→ **Problem**:
Rewrite every line of the items below as a single numbered list, leaving out any blank lines.
****
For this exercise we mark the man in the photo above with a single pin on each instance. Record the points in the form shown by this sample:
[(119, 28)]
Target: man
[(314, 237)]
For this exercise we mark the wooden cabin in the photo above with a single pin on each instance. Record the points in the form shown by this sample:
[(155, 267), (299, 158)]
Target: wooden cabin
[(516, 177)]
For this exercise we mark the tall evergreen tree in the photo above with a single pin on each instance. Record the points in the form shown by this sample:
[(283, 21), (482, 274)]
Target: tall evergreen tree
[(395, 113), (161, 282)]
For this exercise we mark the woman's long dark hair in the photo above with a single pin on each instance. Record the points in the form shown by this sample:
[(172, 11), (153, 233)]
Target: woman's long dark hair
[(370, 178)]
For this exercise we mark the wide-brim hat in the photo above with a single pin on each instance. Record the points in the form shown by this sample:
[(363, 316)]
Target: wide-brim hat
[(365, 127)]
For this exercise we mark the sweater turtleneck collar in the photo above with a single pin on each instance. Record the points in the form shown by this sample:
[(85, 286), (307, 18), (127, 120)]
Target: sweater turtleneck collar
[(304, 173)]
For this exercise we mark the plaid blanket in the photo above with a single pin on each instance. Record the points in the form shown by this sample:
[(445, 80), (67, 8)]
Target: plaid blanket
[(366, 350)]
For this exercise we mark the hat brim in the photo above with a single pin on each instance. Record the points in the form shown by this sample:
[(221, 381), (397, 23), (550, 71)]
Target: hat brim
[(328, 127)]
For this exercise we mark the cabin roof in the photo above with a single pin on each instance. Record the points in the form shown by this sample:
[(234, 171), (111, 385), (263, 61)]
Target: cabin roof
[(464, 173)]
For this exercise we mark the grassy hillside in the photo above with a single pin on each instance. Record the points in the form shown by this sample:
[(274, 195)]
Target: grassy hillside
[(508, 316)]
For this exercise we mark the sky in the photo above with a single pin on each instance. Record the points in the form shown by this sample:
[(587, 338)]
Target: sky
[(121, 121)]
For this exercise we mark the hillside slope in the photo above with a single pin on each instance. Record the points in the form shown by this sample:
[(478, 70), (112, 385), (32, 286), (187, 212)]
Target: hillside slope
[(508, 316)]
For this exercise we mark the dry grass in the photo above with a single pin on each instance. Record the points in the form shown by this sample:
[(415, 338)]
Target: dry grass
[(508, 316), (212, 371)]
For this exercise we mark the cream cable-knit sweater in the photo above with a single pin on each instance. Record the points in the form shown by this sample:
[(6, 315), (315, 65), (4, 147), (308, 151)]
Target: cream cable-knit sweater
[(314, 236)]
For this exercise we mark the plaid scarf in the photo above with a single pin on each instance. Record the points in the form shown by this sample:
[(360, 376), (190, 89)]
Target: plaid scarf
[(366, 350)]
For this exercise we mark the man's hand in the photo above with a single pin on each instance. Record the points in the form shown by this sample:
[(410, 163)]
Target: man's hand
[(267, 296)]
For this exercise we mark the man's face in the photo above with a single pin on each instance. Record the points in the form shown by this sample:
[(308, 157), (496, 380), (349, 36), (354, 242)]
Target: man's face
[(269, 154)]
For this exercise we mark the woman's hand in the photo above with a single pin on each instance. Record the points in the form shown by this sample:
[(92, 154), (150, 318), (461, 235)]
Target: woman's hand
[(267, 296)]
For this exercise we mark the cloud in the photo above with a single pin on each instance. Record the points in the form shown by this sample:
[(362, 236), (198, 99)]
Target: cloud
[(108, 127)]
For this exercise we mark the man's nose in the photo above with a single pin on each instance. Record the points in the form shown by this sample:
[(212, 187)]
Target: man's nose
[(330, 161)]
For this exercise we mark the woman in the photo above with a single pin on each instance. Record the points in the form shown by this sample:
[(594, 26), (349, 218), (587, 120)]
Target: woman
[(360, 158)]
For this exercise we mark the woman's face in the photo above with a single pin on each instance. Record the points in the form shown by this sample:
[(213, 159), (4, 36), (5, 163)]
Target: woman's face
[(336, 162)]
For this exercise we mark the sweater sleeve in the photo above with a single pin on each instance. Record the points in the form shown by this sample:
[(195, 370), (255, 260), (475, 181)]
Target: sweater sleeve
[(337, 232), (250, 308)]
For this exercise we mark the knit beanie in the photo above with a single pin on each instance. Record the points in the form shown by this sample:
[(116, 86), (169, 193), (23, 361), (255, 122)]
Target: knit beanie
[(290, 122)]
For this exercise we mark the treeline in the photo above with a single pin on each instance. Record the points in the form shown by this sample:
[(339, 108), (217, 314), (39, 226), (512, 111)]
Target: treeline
****
→ **Correct response**:
1. For this exercise we mark the man in the photo above with a single pin on each instance. Record the points in the form shown by this sample:
2. [(119, 28)]
3. Target: man
4. [(314, 237)]
5. For this exercise we mark the wooden cabin in the photo above with a single pin on each instance. Record the points in the form shown by this sample:
6. [(155, 267), (299, 158)]
7. Target: wooden cabin
8. [(516, 177)]
9. For this exercise we mark the tall evergreen tree in the photo above with a single pin on each instance. Record the points in the form shown by this sample:
10. [(283, 21), (482, 274)]
11. Target: tall evergreen tree
12. [(395, 113), (161, 282)]
13. For this exercise we mark the woman's long dark hair in the photo above with a single pin on each instance. Record the points in the form shown by this sample:
14. [(172, 11), (153, 233)]
15. Target: woman's long dark hair
16. [(370, 178)]
17. For this exercise we mark the wide-brim hat in the photo above with a single pin on each instance. Record the points in the form shown by this sample:
18. [(363, 316)]
19. Target: wide-brim hat
20. [(365, 127)]
21. For this exercise we mark the sweater turtleneck collar in the photo above with a single pin on each instance. Record the points in the form shown by this sample:
22. [(85, 286), (307, 18), (127, 120)]
23. Target: sweater turtleneck collar
24. [(304, 173)]
25. For this exercise we mark the plaid blanket in the photo above with a single pin on each instance. Record the points in the form shown by this sample:
26. [(445, 80), (67, 8)]
27. Target: plaid blanket
28. [(366, 350)]
29. For this exercise we mark the hat brim in the photo above with a single pin on each instance. Record the points in the form shown by this sample:
30. [(221, 381), (397, 23), (550, 71)]
31. Target: hat brim
32. [(328, 127)]
33. For this exercise we mark the cabin roof in the photo above with a single pin on each instance. Record the points in the form shown by this sample:
34. [(234, 171), (111, 385), (263, 61)]
35. Target: cabin roof
36. [(464, 173)]
37. For this exercise we mark the grassy hillside in the photo above with a single pin on each instance. Record the points in the form shown by this sample:
38. [(274, 195)]
39. Target: grassy hillside
40. [(508, 316)]
41. For this exercise we mark the sky in the photo above with a single pin on each instance. Record the points in the form shown by this sample:
42. [(587, 338)]
43. Target: sky
44. [(121, 121)]
45. For this exercise we mark the hillside slope in the photo above with a single pin on each instance. Record the points in the form shown by this sample:
46. [(478, 70), (112, 385), (32, 286), (187, 212)]
47. Target: hillside slope
48. [(508, 316)]
49. For this exercise we mark the dry grass in the photo above with a single pin on each instance. Record the points in the form shown by this sample:
50. [(415, 338)]
51. Target: dry grass
52. [(508, 316), (212, 371)]
53. For this exercise we mark the cream cable-knit sweater in the photo above with a single pin on each instance. Record the points in the form shown by this sample:
54. [(6, 315), (315, 65), (4, 147), (308, 151)]
55. Target: cream cable-knit sweater
56. [(314, 236)]
57. For this exercise we mark the plaid scarf in the photo above with a single pin on each instance. Record the points in the form shown by this sample:
58. [(360, 376), (190, 89)]
59. Target: plaid scarf
60. [(366, 350)]
61. For this exercise we mark the man's hand in the photo above with a single pin on each instance. Record the points in the form shown by this sample:
62. [(410, 163)]
63. Target: man's hand
64. [(267, 296)]
65. For this exercise we mark the man's face in the photo above with a single pin on each instance. Record the points in the form shown by this sample:
66. [(308, 157), (496, 380), (349, 36), (354, 242)]
67. Target: man's face
68. [(269, 154)]
69. For this exercise we mark the woman's hand in the photo above with a single pin on each instance. Record the points in the form shown by this sample:
70. [(92, 154), (150, 318), (461, 235)]
71. Target: woman's hand
72. [(267, 296)]
73. For this exercise we mark the cloud in the photo above with a single pin on each instance. Record the points in the form shown by this sample:
74. [(362, 236), (198, 99)]
75. Target: cloud
76. [(108, 127)]
77. For this exercise we mark the man's nose in the photo above with a single pin on each instance. Record the points in the form shown by this sample:
78. [(212, 187)]
79. Target: man's nose
80. [(330, 161)]
81. For this exercise we mark the woman in the photo above with a single pin on each instance. Record the points in the form shown by this sample:
82. [(594, 26), (349, 218), (587, 120)]
83. Target: woman
84. [(360, 158)]
85. For this exercise we mark the woman's face in the photo above with a single pin on each instance. Record the points in the form shown by this sample:
86. [(213, 159), (4, 36), (5, 163)]
87. Target: woman's face
88. [(336, 162)]
89. For this exercise we mark the sweater sleeve in the photo above with a single pin on each instance. Record the points in the form shown by this sample:
90. [(195, 370), (255, 260), (475, 181)]
91. Target: sweater sleeve
92. [(337, 232), (250, 308)]
93. For this exercise we mark the knit beanie in the photo above with a single pin on each instance. Record the points in the form shown by this sample:
94. [(116, 86), (169, 193), (23, 361), (255, 122)]
95. Target: knit beanie
96. [(290, 122)]
97. For this exercise we mark the treeline in the photo above with a single pin on each instance. Record the points in the form shown by this sample:
98. [(339, 108), (217, 314), (39, 226), (512, 111)]
99. Target: treeline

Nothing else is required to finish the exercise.